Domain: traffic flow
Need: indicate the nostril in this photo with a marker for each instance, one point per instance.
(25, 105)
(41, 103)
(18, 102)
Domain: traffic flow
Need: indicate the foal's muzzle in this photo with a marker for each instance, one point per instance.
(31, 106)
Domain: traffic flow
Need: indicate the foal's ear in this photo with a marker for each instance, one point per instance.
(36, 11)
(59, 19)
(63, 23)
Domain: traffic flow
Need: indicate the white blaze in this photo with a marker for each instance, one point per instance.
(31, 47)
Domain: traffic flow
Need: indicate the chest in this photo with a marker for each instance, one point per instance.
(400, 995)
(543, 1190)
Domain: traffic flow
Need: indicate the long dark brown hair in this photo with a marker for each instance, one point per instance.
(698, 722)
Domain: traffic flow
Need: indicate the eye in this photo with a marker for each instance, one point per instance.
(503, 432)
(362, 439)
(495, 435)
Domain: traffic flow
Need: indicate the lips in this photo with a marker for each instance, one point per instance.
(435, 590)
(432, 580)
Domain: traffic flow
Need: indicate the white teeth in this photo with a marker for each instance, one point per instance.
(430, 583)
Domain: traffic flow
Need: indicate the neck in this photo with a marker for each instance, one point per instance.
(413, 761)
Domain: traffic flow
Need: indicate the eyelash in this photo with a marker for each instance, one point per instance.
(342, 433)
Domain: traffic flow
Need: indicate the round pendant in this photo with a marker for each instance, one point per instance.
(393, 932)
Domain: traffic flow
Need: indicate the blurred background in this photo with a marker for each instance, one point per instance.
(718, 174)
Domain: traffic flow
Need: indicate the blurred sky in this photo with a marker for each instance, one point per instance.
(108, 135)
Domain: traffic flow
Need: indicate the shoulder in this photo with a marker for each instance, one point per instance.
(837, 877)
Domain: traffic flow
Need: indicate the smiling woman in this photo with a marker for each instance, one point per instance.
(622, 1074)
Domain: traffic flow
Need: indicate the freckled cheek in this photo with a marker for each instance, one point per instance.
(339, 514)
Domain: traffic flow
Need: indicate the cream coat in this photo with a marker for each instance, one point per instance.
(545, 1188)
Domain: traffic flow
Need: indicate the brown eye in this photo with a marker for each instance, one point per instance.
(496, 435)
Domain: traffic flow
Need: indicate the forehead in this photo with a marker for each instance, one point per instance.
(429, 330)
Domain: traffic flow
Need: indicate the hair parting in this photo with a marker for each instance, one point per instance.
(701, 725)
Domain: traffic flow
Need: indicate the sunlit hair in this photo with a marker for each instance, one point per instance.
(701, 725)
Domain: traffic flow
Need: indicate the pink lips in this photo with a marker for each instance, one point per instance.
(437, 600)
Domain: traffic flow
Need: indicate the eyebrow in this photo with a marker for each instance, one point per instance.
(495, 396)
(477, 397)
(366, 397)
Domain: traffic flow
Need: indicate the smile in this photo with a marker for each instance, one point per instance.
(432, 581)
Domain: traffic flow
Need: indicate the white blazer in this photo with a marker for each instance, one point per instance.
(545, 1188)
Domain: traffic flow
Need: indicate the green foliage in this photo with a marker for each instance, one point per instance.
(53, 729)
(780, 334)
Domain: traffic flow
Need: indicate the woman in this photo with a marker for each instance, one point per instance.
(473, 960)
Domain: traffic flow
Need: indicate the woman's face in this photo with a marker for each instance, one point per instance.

ARBEITSANWEISUNG>
Tausche in allen Einträgen oben „traffic flow“ gegen „portrait photography“ aus und gib die Einträge sonst unverändert wieder.

GELÖSTE AUFGABE>
Domain: portrait photography
Need: indicate the nostril in this photo with a marker for each instance, one point per instance.
(25, 105)
(41, 103)
(18, 102)
Domain: portrait photography
Need: indicate the foal's muzzle in this photo with a marker for each instance, one point per instance.
(31, 106)
Domain: portrait photography
Need: indicate the foal's ear in this photo with a marker for each instance, one point per instance.
(36, 11)
(59, 19)
(63, 23)
Domain: portrait photography
Need: indicate the white blaze in this photo with a marker for each instance, one point per instance.
(31, 47)
Domain: portrait photography
Need: indicate the chest in this photo with a marker for each instance, one point per instance.
(400, 995)
(543, 1190)
Domain: portrait photography
Need: indicate the long dark brown hair in this photo with a marker for each instance, one point per instance.
(698, 722)
Domain: portrait photography
Need: indicate the eye in this photo with a marker for each instance, one point per instance.
(503, 432)
(362, 439)
(495, 435)
Domain: portrait photography
Need: indicate the lips in this photo with a marker for each instance, one point per instance.
(435, 590)
(432, 580)
Domain: portrait photography
Need: indicate the white teeth in this photo with a marker for each instance, one point per instance.
(430, 583)
Domain: portrait photography
Need: indicate the neck in this photo with a marker for each instance, one point per instance.
(413, 761)
Domain: portrait photography
Need: indicate the eyelash in this photo with a marker for each instance, one point per instance.
(342, 433)
Domain: portrait photography
Need: indicate the round pendant in this photo with a marker for each instance, one point per instance.
(393, 932)
Domain: portrait photography
Need: indicate the blurred background in this photo with a marker for each instance, one point per instance.
(718, 174)
Domain: portrait photography
Need: indicate the blurred sky in this photo with a marker for each instance, one point per instance.
(108, 135)
Domain: portrait photography
Need: indicate the shoulder in this photo with a marker for each instance, one point per instance.
(837, 877)
Domain: portrait photography
Need: indicate the smiling woman in this photo with a marker for each instance, one point per instance.
(622, 1074)
Domain: portrait photography
Need: indicate the freckled cheek in this photo with a marker for each instance, one point per instance.
(339, 514)
Domain: portrait photography
Need: indicate the cream coat in this photo with a marker for each instance, one point per instance.
(545, 1188)
Domain: portrait photography
Need: indicate the brown eye in this photo with a marker for each instance, one point per instance.
(496, 435)
Domain: portrait photography
Need: indicate the forehead in this photo with a marker for each instance, one point per instance.
(429, 330)
Domain: portrait photography
Need: indicate the hair parting in this photo with a marker for each instance, one point per instance.
(701, 725)
Domain: portrait photography
Need: indicate the sunlit hair in this photo with a marker for each instance, one point per instance.
(701, 725)
Domain: portrait photography
Need: indicate the pink lips in this photo with a marker for each instance, one point per instance.
(437, 600)
Domain: portrait photography
Need: indicate the eyebrow in this photo with a marker for each instance, one point per instance.
(495, 396)
(477, 397)
(366, 397)
Domain: portrait photography
Need: indicate the smile in this photo with a marker for each instance, one point per instance.
(432, 581)
Domain: portrait photography
Need: indicate the white blazer in this photo with a marker for each instance, one point per instance.
(545, 1188)
Domain: portrait photography
Need: indicate the green foliage in this photo with a marker for each instance, one point per instance.
(53, 729)
(780, 334)
Domain: portrait photography
Need: indicate the woman in this photo with a marker for each instance, one point per instance.
(473, 960)
Domain: portrait photography
Need: indicate the woman's face in this photo with a marker for each instance, one point per instance.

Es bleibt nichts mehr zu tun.